**Brano citato:**
________________________

Le intimidazioni poliziesche non fermano lo slancio del sacerdote, che nel 1870 partecipa alla fondazione del giornale Il Fuoco dell’Etna e, dieci anni dopo, riesce finalmente ad aprire una tipografia e a fondare una pubblicazione settimanale religiosa popolare «a modicissimo prezzo», intitolata Letture Domenicali — che avrebbe avuto vita per circa settant’anni —, allo scopo di combattere il laicismo, il liberalismo e la massoneria. La tipografia, che dal 1884 potrà fregiarsi del titolo di «pontificia», diventa il centro editoriale cattolico più importante dell’isola, nonché la sede di molte iniziative nella città di Palermo.
Nel 1882 fonda la Congregazione di Sacerdoti per la Conservazione della Fede, che percorrono città e campagne, predicando ed evangelizzando, quindi l’istituto delle Figlie di San Francesco di Sales, con lo scopo principale di sostenere il clero nell’educazione cristiana e civile della gioventù femminile. Per la sua attività e per il suo attaccamento al Pontefice è insignito, nel 1888, della croce Pro Ecclesia et Pontifice.

________________________

**Materiale fornito:**
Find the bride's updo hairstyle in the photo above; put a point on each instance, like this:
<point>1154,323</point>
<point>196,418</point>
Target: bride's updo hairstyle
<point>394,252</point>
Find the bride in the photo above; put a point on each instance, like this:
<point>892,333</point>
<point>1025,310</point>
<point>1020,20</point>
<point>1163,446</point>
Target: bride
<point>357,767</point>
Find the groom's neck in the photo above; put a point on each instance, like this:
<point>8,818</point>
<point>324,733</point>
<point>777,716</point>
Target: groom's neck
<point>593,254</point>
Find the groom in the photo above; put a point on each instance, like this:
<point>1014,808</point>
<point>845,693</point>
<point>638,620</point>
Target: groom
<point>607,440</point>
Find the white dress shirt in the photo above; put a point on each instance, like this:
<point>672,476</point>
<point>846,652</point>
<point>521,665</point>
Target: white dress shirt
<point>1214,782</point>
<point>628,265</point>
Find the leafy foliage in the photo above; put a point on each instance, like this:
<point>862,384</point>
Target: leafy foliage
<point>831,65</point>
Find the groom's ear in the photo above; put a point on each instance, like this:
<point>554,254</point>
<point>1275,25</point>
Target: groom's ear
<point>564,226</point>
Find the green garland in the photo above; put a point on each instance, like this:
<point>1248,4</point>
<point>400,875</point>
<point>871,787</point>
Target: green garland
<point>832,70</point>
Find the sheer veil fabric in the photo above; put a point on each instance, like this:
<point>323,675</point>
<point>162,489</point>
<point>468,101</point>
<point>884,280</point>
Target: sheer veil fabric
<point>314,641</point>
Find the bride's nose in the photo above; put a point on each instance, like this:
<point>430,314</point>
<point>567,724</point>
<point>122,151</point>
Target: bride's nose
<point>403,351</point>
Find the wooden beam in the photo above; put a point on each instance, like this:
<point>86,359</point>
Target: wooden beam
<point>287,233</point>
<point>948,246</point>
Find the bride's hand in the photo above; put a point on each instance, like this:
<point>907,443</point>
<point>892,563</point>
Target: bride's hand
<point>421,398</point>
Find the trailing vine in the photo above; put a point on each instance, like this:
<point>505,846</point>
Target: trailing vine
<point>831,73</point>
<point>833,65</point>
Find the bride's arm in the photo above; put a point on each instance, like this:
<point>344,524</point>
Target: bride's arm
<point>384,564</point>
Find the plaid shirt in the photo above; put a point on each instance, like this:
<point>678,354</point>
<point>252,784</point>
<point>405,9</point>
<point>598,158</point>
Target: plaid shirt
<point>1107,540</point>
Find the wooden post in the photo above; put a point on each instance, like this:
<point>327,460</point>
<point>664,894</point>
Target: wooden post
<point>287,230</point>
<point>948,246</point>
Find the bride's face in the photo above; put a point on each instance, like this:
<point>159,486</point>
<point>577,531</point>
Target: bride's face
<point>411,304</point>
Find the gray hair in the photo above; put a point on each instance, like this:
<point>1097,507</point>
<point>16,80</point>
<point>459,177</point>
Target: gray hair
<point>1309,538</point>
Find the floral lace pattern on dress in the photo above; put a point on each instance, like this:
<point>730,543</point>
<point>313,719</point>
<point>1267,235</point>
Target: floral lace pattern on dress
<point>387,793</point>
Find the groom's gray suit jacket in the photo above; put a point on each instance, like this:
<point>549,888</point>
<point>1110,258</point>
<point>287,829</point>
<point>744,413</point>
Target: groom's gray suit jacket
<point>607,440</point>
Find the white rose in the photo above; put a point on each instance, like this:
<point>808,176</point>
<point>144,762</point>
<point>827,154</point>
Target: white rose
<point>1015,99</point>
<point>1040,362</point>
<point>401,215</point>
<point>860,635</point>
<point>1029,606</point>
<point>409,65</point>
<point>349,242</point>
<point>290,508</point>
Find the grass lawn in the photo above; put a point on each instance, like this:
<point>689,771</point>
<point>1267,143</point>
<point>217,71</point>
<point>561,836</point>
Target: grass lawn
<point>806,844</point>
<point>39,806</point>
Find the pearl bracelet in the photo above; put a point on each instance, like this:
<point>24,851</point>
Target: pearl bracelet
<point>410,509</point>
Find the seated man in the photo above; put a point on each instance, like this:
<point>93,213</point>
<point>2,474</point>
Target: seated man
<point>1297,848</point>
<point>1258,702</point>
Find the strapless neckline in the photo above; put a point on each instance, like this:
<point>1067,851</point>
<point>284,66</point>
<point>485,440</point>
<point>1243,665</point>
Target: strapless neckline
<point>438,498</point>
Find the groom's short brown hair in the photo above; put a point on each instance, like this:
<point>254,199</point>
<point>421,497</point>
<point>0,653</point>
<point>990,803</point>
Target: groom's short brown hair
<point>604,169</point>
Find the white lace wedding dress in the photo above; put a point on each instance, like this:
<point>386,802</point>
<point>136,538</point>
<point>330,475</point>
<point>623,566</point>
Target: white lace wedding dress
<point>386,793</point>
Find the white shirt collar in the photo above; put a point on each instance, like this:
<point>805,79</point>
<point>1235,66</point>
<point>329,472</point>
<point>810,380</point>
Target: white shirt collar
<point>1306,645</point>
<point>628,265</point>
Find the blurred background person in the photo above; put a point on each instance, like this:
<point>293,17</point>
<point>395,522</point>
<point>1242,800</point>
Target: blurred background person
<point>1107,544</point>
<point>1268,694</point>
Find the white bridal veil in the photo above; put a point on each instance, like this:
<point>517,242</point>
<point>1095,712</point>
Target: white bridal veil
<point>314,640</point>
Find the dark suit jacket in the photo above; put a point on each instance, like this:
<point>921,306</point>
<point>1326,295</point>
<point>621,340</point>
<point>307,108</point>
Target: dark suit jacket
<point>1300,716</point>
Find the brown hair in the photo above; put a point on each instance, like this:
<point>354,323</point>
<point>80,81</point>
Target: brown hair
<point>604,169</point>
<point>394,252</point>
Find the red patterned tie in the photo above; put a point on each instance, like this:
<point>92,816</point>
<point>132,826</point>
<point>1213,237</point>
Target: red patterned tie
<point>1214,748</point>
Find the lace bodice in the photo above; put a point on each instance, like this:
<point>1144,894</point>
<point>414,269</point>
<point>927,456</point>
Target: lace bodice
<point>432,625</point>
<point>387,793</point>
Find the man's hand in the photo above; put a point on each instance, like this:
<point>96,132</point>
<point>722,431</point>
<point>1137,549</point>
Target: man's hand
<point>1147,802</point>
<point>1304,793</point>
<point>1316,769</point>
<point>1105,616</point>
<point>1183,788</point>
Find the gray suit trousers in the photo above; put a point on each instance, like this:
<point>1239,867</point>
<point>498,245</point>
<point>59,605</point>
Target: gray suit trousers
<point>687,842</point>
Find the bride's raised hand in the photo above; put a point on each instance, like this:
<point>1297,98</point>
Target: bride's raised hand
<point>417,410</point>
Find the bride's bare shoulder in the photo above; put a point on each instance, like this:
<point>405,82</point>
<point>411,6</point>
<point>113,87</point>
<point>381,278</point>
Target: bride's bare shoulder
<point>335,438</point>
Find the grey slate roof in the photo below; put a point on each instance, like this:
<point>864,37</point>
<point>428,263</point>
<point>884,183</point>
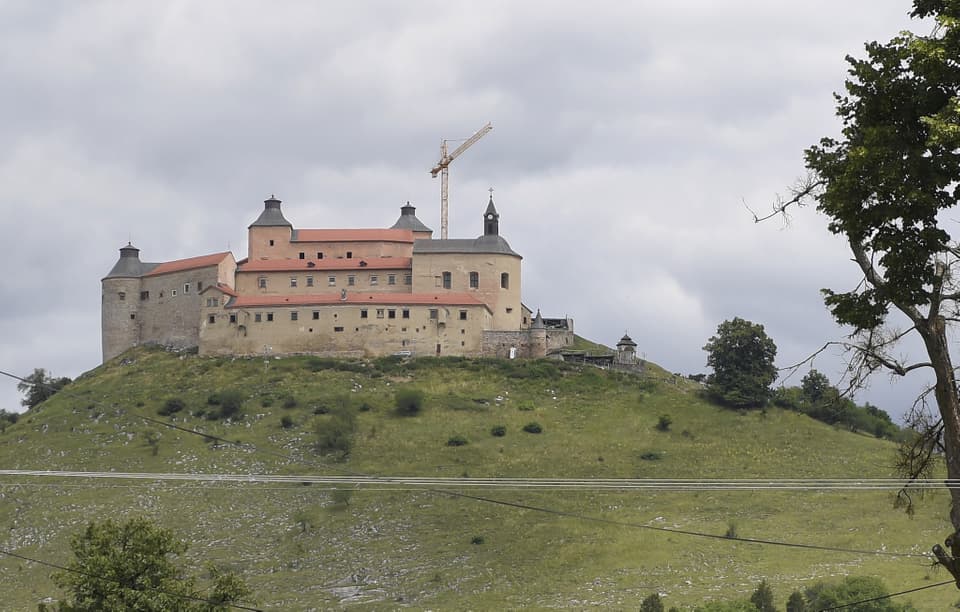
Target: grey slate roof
<point>129,264</point>
<point>493,244</point>
<point>271,215</point>
<point>408,220</point>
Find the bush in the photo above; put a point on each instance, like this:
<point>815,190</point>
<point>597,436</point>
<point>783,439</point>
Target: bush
<point>335,435</point>
<point>457,440</point>
<point>409,401</point>
<point>171,406</point>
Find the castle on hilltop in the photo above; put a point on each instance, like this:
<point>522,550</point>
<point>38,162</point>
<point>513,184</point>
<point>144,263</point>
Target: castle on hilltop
<point>332,292</point>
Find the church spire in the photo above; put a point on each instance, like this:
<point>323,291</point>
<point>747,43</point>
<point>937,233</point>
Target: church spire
<point>491,218</point>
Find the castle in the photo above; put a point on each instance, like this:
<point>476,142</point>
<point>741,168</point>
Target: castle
<point>332,292</point>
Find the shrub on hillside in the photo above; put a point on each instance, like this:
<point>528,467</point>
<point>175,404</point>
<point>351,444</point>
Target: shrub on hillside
<point>409,401</point>
<point>335,433</point>
<point>171,406</point>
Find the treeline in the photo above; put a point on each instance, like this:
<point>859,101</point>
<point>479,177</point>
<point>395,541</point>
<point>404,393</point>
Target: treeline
<point>818,399</point>
<point>853,593</point>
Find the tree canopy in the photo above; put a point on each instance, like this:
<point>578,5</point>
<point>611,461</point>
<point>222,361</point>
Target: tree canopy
<point>886,185</point>
<point>130,566</point>
<point>742,357</point>
<point>39,386</point>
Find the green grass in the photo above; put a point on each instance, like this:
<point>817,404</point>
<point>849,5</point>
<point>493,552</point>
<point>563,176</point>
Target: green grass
<point>297,545</point>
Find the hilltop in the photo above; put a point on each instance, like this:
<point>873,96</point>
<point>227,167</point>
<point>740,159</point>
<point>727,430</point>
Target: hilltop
<point>314,546</point>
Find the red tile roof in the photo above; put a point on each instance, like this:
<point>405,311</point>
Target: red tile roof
<point>353,235</point>
<point>371,263</point>
<point>191,263</point>
<point>354,298</point>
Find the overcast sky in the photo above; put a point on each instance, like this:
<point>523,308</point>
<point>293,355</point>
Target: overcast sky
<point>628,137</point>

________________________

**Obiettivo:**
Per favore, indica se ciascuna affermazione concorda con il brano citato, rispondendo sì o no e riportando le parole del brano che lo stabiliscono.
1. Letture Domenicali è stata pubblicata per circa settant'anni.
2. La tipografia ottiene il titolo di «pontificia» nel 1870.
3. Il sacerdote riceve la croce Pro Ecclesia et Pontifice nel 1882.

**Soluzione del problema:**
1. Sì: “che avrebbe avuto vita per circa settant’anni”.
2. No: “dal 1884 potrà fregiarsi del titolo di «pontificia»”.
3. No: “è insignito, nel 1888, della croce Pro Ecclesia et Pontifice”.